▶ [Given task] Please reproduce word for word the part of the GMO leadership article below, starting with "The Hayward hire" and going on through "managers, in June.".

▶ [Supplied passage]

Daniel Acker/Bloomberg

Grantham Mayo Van Otterloo & Co., the $88 billion asset manager co-founded by famed value investor Jeremy Grantham, has been struggling as its bearish calls have hurt fund performance and sent investors packing. But don’t expect any big changes or modifications to its investment process under new leader Scott Hayward, former head of Quantitative Management Associates, a company insider says.

GMO said yesterday that Hayward will become CEO next month, replacing Peg McGetrick, who has been serving as interim CEO since last July and will remain a director of the firm. Hayward spent 13 years at QMA, including 11 as CEO. The firm manages about $116 billion in assets.

The Hayward hire comes at a time of turmoil for GMO, which was established in 1977. The firm’s assets have plummeted from a peak of $124 billion in 2014, and it laid off 10 percent of its workforce, including analysts and portfolio managers, in June.

▶ [Supplied data]
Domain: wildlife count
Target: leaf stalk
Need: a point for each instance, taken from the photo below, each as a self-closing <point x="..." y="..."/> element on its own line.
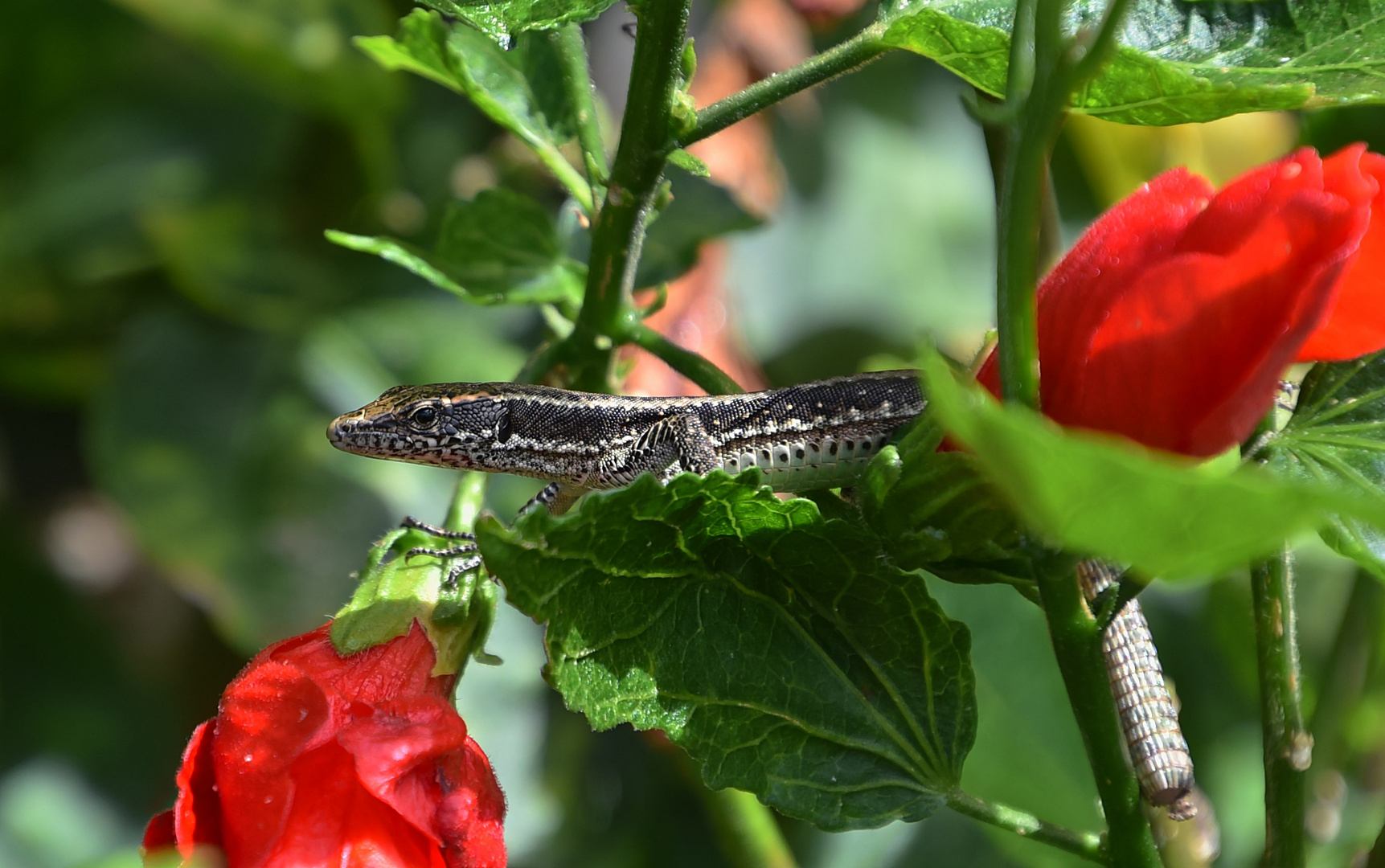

▶ [Finished task]
The Hayward hire comes at a time of turmoil for GMO, which was established in 1977. The firm’s assets have plummeted from a peak of $124 billion in 2014, and it laid off 10 percent of its workforce, including analysts and portfolio managers, in June.